== WHAT TO WORK ON ==
Your copy of the entries must be exact, and it must not include the pictures.
=======
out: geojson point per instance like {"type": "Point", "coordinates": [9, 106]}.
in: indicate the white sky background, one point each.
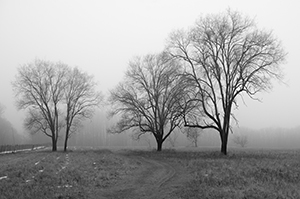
{"type": "Point", "coordinates": [102, 36]}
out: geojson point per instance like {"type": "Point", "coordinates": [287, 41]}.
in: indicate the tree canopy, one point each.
{"type": "Point", "coordinates": [147, 99]}
{"type": "Point", "coordinates": [225, 55]}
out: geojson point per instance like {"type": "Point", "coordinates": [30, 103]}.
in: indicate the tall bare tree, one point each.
{"type": "Point", "coordinates": [39, 87]}
{"type": "Point", "coordinates": [225, 56]}
{"type": "Point", "coordinates": [148, 97]}
{"type": "Point", "coordinates": [81, 99]}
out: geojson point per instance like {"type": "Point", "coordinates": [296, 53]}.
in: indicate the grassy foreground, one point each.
{"type": "Point", "coordinates": [241, 175]}
{"type": "Point", "coordinates": [86, 174]}
{"type": "Point", "coordinates": [79, 174]}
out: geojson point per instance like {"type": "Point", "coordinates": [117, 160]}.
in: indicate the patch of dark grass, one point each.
{"type": "Point", "coordinates": [251, 174]}
{"type": "Point", "coordinates": [80, 175]}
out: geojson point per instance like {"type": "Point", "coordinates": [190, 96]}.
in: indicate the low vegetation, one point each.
{"type": "Point", "coordinates": [79, 174]}
{"type": "Point", "coordinates": [243, 174]}
{"type": "Point", "coordinates": [200, 173]}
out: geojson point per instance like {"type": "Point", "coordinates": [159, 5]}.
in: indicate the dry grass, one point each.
{"type": "Point", "coordinates": [243, 174]}
{"type": "Point", "coordinates": [86, 174]}
{"type": "Point", "coordinates": [60, 175]}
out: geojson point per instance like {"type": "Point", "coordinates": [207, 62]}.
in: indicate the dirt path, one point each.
{"type": "Point", "coordinates": [155, 178]}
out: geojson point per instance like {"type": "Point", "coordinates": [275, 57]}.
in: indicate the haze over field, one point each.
{"type": "Point", "coordinates": [101, 37]}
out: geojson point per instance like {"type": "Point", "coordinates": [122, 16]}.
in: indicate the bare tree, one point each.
{"type": "Point", "coordinates": [148, 97]}
{"type": "Point", "coordinates": [241, 140]}
{"type": "Point", "coordinates": [172, 139]}
{"type": "Point", "coordinates": [225, 56]}
{"type": "Point", "coordinates": [39, 87]}
{"type": "Point", "coordinates": [193, 135]}
{"type": "Point", "coordinates": [81, 99]}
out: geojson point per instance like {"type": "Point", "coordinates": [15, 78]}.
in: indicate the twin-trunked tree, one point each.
{"type": "Point", "coordinates": [220, 58]}
{"type": "Point", "coordinates": [56, 96]}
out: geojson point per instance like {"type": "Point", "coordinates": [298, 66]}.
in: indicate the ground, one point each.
{"type": "Point", "coordinates": [99, 173]}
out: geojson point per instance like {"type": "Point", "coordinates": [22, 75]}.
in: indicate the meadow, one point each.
{"type": "Point", "coordinates": [197, 174]}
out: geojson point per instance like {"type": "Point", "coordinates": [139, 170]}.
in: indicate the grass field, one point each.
{"type": "Point", "coordinates": [242, 174]}
{"type": "Point", "coordinates": [86, 174]}
{"type": "Point", "coordinates": [77, 174]}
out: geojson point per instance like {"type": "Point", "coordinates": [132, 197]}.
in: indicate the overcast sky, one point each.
{"type": "Point", "coordinates": [102, 36]}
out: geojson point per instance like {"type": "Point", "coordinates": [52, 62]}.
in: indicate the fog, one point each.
{"type": "Point", "coordinates": [101, 37]}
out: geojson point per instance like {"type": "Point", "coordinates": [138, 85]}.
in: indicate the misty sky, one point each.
{"type": "Point", "coordinates": [102, 36]}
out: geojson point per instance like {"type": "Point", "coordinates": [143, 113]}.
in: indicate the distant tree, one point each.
{"type": "Point", "coordinates": [147, 99]}
{"type": "Point", "coordinates": [225, 56]}
{"type": "Point", "coordinates": [241, 140]}
{"type": "Point", "coordinates": [193, 135]}
{"type": "Point", "coordinates": [172, 139]}
{"type": "Point", "coordinates": [81, 99]}
{"type": "Point", "coordinates": [39, 88]}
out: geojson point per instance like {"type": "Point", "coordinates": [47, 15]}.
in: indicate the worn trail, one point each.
{"type": "Point", "coordinates": [155, 178]}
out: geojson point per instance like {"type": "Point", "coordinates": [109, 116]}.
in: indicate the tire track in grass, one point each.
{"type": "Point", "coordinates": [147, 182]}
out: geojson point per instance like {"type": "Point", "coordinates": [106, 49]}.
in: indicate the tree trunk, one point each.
{"type": "Point", "coordinates": [224, 140]}
{"type": "Point", "coordinates": [54, 144]}
{"type": "Point", "coordinates": [159, 145]}
{"type": "Point", "coordinates": [66, 143]}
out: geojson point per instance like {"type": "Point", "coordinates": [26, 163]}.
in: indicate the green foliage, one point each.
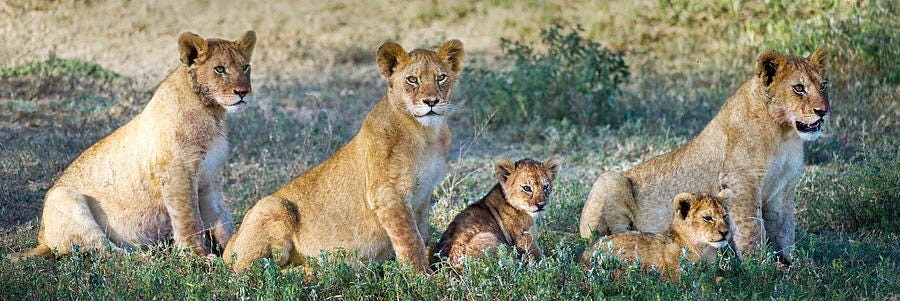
{"type": "Point", "coordinates": [574, 79]}
{"type": "Point", "coordinates": [56, 67]}
{"type": "Point", "coordinates": [862, 197]}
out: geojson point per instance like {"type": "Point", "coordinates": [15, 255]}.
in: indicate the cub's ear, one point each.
{"type": "Point", "coordinates": [388, 57]}
{"type": "Point", "coordinates": [193, 48]}
{"type": "Point", "coordinates": [452, 54]}
{"type": "Point", "coordinates": [819, 59]}
{"type": "Point", "coordinates": [552, 167]}
{"type": "Point", "coordinates": [768, 65]}
{"type": "Point", "coordinates": [683, 202]}
{"type": "Point", "coordinates": [247, 42]}
{"type": "Point", "coordinates": [504, 168]}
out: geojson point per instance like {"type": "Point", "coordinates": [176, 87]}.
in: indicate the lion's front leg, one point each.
{"type": "Point", "coordinates": [397, 218]}
{"type": "Point", "coordinates": [779, 222]}
{"type": "Point", "coordinates": [215, 216]}
{"type": "Point", "coordinates": [179, 193]}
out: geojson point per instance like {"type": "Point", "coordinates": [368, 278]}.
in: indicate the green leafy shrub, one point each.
{"type": "Point", "coordinates": [574, 79]}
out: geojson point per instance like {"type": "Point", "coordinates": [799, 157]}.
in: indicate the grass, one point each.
{"type": "Point", "coordinates": [315, 78]}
=======
== WORKED SOLUTION ==
out: geojson point per instance like {"type": "Point", "coordinates": [9, 106]}.
in: indicate the white sky background, one point each.
{"type": "Point", "coordinates": [102, 36]}
out: geojson point per instance like {"type": "Point", "coordinates": [287, 41]}.
in: indicate the tree canopy, one point each.
{"type": "Point", "coordinates": [147, 99]}
{"type": "Point", "coordinates": [225, 55]}
out: geojson point per instance like {"type": "Point", "coordinates": [30, 103]}.
in: indicate the tall bare tree, one point each.
{"type": "Point", "coordinates": [39, 87]}
{"type": "Point", "coordinates": [225, 56]}
{"type": "Point", "coordinates": [148, 97]}
{"type": "Point", "coordinates": [81, 99]}
out: geojson point per instance like {"type": "Point", "coordinates": [296, 53]}.
in: indicate the grassy foreground, one point each.
{"type": "Point", "coordinates": [241, 175]}
{"type": "Point", "coordinates": [86, 174]}
{"type": "Point", "coordinates": [79, 174]}
out: geojson point per instance like {"type": "Point", "coordinates": [117, 160]}.
in: indicate the patch of dark grass, one point each.
{"type": "Point", "coordinates": [251, 174]}
{"type": "Point", "coordinates": [80, 175]}
out: geojson point per instance like {"type": "Point", "coordinates": [190, 96]}.
in: indicate the low vegetation, one point each.
{"type": "Point", "coordinates": [79, 174]}
{"type": "Point", "coordinates": [243, 174]}
{"type": "Point", "coordinates": [200, 173]}
out: geojson point per instance like {"type": "Point", "coordinates": [159, 5]}.
in: indicate the dry grass, one point each.
{"type": "Point", "coordinates": [243, 174]}
{"type": "Point", "coordinates": [86, 174]}
{"type": "Point", "coordinates": [60, 175]}
out: geojson point per instance like {"type": "Point", "coordinates": [207, 62]}.
in: indicate the dirt path, one point each.
{"type": "Point", "coordinates": [155, 178]}
out: geojson point per instance like {"type": "Point", "coordinates": [275, 57]}.
in: indicate the haze over field, one point each.
{"type": "Point", "coordinates": [101, 37]}
out: geojson point per instance like {"type": "Point", "coordinates": [122, 16]}.
in: indicate the bare tree, one point each.
{"type": "Point", "coordinates": [148, 97]}
{"type": "Point", "coordinates": [241, 140]}
{"type": "Point", "coordinates": [172, 139]}
{"type": "Point", "coordinates": [225, 56]}
{"type": "Point", "coordinates": [39, 87]}
{"type": "Point", "coordinates": [193, 135]}
{"type": "Point", "coordinates": [81, 99]}
out: geojson point per instance like {"type": "Point", "coordinates": [15, 78]}.
in: indicate the twin-trunked tree, one point each.
{"type": "Point", "coordinates": [220, 58]}
{"type": "Point", "coordinates": [56, 96]}
out: geojson point per instance like {"type": "Point", "coordinates": [298, 66]}.
in: indicate the ground, one point each.
{"type": "Point", "coordinates": [99, 173]}
out: geojson point per instance like {"type": "Point", "coordinates": [22, 75]}.
in: indicate the meadow, one point each.
{"type": "Point", "coordinates": [197, 174]}
out: geojson point per instance like {"type": "Point", "coordinates": [139, 170]}.
in: indicate the grass field, one point each.
{"type": "Point", "coordinates": [242, 174]}
{"type": "Point", "coordinates": [86, 174]}
{"type": "Point", "coordinates": [77, 174]}
out: geojson point per instance like {"type": "Point", "coordinates": [132, 197]}.
in: indicate the overcast sky, one point each.
{"type": "Point", "coordinates": [102, 36]}
out: geojson point per instance like {"type": "Point", "coordinates": [52, 62]}.
in: indicate the fog, one point each.
{"type": "Point", "coordinates": [101, 37]}
out: geojson point per instance like {"type": "Point", "coordinates": [138, 85]}.
in: indicate the misty sky, one point each.
{"type": "Point", "coordinates": [102, 36]}
out: geojson point per instance like {"type": "Point", "coordinates": [143, 113]}.
in: indicate the distant tree, one point each.
{"type": "Point", "coordinates": [147, 99]}
{"type": "Point", "coordinates": [225, 56]}
{"type": "Point", "coordinates": [241, 140]}
{"type": "Point", "coordinates": [193, 135]}
{"type": "Point", "coordinates": [172, 139]}
{"type": "Point", "coordinates": [81, 99]}
{"type": "Point", "coordinates": [39, 88]}
out: geojson point per instance like {"type": "Point", "coordinates": [47, 15]}.
in: indicate the worn trail, one point each.
{"type": "Point", "coordinates": [155, 178]}
out: geojson point per instance like {"type": "Point", "coordinates": [109, 116]}.
in: indicate the tire track in grass, one point each.
{"type": "Point", "coordinates": [147, 182]}
out: geojson point per instance like {"type": "Point", "coordinates": [106, 49]}.
in: indicate the tree trunk, one point each.
{"type": "Point", "coordinates": [224, 140]}
{"type": "Point", "coordinates": [54, 144]}
{"type": "Point", "coordinates": [159, 145]}
{"type": "Point", "coordinates": [66, 143]}
out: geojson point per instance like {"type": "Point", "coordinates": [26, 163]}.
in: indicate the green foliage, one point each.
{"type": "Point", "coordinates": [574, 79]}
{"type": "Point", "coordinates": [56, 67]}
{"type": "Point", "coordinates": [862, 197]}
out: geojson point per instance like {"type": "Point", "coordinates": [15, 255]}.
in: indicate the cub's ear, one point each.
{"type": "Point", "coordinates": [388, 57]}
{"type": "Point", "coordinates": [193, 48]}
{"type": "Point", "coordinates": [452, 54]}
{"type": "Point", "coordinates": [819, 59]}
{"type": "Point", "coordinates": [552, 167]}
{"type": "Point", "coordinates": [768, 65]}
{"type": "Point", "coordinates": [683, 202]}
{"type": "Point", "coordinates": [247, 42]}
{"type": "Point", "coordinates": [504, 168]}
out: geojson point per instance like {"type": "Point", "coordinates": [176, 87]}.
in: indicate the lion's front leg, one point each.
{"type": "Point", "coordinates": [397, 218]}
{"type": "Point", "coordinates": [779, 222]}
{"type": "Point", "coordinates": [215, 216]}
{"type": "Point", "coordinates": [179, 193]}
out: geojson point per instance like {"type": "Point", "coordinates": [368, 278]}.
in: indicate the green leafy shrub, one point each.
{"type": "Point", "coordinates": [574, 79]}
out: geojson point per instance like {"type": "Point", "coordinates": [799, 157]}.
in: indicate the grass, one point each.
{"type": "Point", "coordinates": [315, 78]}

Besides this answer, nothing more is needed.